Rewrite the part of the data below that opens with the line containing "Where can you find the glass" and runs through the end of the data. Keep every request unchanged, and shift every coordinate in the answers by -136.

(Dataset excerpt)
* * *
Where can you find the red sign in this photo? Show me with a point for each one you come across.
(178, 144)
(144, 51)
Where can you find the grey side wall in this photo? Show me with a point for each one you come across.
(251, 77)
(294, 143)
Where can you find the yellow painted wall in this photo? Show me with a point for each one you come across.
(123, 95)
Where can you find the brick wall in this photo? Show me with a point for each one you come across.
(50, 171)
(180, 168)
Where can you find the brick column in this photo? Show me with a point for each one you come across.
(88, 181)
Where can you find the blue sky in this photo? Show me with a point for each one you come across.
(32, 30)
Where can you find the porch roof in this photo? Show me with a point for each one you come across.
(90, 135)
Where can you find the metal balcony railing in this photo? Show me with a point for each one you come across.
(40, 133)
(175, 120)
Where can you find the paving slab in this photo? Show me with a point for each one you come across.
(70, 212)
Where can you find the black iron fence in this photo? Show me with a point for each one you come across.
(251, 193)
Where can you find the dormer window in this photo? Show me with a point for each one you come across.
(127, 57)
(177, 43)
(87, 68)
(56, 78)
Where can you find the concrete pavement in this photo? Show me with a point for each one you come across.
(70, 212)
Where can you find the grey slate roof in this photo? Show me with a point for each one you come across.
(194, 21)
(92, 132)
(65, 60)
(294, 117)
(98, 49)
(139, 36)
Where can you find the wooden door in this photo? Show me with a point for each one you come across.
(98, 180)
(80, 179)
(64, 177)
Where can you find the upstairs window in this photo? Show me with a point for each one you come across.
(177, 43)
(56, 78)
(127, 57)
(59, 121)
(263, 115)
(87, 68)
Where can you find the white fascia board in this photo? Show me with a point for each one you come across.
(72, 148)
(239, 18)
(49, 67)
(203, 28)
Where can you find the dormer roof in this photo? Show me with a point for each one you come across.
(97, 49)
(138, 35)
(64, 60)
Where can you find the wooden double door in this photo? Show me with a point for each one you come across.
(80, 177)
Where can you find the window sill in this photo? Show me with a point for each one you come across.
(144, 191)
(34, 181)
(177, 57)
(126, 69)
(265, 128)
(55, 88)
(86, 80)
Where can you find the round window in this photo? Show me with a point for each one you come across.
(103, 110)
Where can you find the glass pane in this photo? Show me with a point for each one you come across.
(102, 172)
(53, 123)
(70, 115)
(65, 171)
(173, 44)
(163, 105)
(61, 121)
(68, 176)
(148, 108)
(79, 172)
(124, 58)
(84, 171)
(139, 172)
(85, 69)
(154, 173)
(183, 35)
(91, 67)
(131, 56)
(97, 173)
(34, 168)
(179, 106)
* * *
The answer
Where can you find the glass pane in this photo? Show me with a point for each one you come across.
(-34, 36)
(-83, -13)
(-66, -21)
(-71, 35)
(37, -92)
(27, -31)
(-75, -15)
(-68, 40)
(12, -28)
(-57, 36)
(-12, -78)
(-52, 35)
(3, 36)
(-51, -67)
(18, 37)
(47, -101)
(-45, -69)
(-5, -80)
(-39, 37)
(-102, 32)
(43, -30)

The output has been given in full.